● Page text:
──────────

We look at it with microscopes that also haven't changed and the making of a
glass slide can be impossible in regions that have no histology laboratories.
This whole process takes hours and hours. It's actually not cheap; it's not efficient;
Without a slide you don't have a diagnoses
and without a diagnosis you don't have treatment.
MUSE is really a step in the evolution of microscopy.
It has the great potential of speeding up diagnosis. Point-of-care diagnostics.
MUSE microscopes which can be deployed in low resource settings can give almost
instant diagnosis to people who really have no access to the kind of
diagnostics that are enabled by making slides and imaging them on a microscope.
I was very fortunate when I came to UC Davis my co-developer,
Stavros Deimos, who was an old friend, came up to me and said I want to show you something.
He had a tunable laser and as he changed the wavelengths from the visible range
down into the ultraviolet range, we could simply look at fresh tissue with
ultraviolet light, and everything suddenly snapped into focus.
With MUSE you get a good sense of surface profile.
That means you can see things that are still connected.
So nerves stay intact, blood vessels as blood vessels.
It really hits all the right notes in terms of simplicity, and cost and user friendliness
and global application and honestly I'm thrilled to be part of this process.

──────────

Referring expression data based on photos
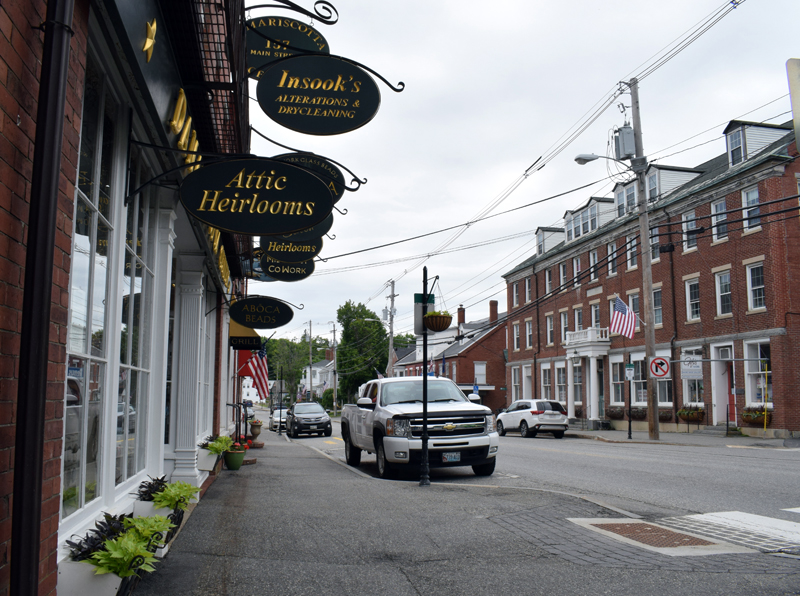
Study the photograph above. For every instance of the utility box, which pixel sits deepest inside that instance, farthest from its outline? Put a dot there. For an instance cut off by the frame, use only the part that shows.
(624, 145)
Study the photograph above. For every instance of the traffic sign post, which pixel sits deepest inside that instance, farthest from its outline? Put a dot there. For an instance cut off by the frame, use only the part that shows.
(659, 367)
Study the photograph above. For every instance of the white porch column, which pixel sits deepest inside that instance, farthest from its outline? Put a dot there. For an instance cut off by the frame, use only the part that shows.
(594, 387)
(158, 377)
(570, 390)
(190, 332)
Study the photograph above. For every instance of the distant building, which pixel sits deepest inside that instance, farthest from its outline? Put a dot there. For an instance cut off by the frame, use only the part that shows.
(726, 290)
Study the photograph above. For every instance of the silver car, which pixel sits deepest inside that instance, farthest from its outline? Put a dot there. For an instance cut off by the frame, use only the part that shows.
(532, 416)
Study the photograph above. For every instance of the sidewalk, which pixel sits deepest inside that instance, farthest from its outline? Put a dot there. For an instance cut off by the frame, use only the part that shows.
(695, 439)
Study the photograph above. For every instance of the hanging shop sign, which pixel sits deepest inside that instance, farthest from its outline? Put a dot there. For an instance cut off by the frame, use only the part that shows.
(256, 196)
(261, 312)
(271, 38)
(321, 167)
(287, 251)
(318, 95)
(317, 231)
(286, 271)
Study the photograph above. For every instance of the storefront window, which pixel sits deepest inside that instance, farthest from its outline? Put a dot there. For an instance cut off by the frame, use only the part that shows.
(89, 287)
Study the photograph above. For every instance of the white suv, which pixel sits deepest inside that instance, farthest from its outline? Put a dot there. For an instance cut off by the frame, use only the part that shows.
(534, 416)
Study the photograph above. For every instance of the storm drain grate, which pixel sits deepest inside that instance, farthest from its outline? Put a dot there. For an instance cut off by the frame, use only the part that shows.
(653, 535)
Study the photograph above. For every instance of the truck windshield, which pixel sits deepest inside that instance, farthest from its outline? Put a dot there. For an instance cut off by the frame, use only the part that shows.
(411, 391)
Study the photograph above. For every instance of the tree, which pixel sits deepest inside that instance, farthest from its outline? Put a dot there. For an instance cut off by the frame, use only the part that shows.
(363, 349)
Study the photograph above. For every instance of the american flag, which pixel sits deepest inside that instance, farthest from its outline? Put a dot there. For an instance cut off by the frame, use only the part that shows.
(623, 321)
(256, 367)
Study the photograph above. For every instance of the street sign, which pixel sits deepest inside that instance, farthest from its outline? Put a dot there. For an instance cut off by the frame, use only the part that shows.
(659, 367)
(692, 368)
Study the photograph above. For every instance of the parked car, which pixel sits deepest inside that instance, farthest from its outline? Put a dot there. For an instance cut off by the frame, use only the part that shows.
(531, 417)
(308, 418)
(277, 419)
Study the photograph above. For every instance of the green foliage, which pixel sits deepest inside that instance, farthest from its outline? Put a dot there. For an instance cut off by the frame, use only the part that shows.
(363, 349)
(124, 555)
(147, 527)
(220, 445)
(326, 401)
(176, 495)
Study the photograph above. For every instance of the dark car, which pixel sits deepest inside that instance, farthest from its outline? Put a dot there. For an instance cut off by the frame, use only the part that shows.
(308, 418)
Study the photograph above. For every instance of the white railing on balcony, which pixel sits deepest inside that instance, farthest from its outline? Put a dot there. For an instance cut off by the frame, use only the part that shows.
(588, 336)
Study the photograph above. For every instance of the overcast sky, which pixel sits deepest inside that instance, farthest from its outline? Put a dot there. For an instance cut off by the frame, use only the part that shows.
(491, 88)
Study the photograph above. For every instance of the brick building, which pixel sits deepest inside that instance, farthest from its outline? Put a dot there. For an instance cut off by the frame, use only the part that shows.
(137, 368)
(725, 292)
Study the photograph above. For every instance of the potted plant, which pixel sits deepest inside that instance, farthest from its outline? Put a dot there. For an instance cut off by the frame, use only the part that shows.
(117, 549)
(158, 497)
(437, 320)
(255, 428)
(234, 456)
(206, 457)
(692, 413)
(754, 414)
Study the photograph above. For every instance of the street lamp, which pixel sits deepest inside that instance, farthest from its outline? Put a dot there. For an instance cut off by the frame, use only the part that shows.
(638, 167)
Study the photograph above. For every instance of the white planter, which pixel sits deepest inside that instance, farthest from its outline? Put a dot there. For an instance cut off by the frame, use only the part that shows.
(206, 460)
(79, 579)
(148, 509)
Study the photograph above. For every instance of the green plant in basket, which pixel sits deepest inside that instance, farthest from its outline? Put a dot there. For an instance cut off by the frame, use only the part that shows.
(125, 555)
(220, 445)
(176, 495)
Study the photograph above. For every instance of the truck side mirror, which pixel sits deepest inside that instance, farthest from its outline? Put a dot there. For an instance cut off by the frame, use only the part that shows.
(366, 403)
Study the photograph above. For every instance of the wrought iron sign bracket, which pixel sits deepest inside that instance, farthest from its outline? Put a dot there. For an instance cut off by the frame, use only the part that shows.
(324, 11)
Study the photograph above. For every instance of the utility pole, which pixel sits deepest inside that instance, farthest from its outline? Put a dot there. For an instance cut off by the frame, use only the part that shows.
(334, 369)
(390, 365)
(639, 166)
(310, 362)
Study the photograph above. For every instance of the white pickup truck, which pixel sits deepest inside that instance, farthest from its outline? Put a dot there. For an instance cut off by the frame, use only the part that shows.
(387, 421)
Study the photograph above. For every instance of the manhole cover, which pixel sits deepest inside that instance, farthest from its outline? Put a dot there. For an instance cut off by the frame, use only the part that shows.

──────────

● Work request:
Please say who the MUSE microscopy text names as the co-developer.

● Reply:
Stavros Deimos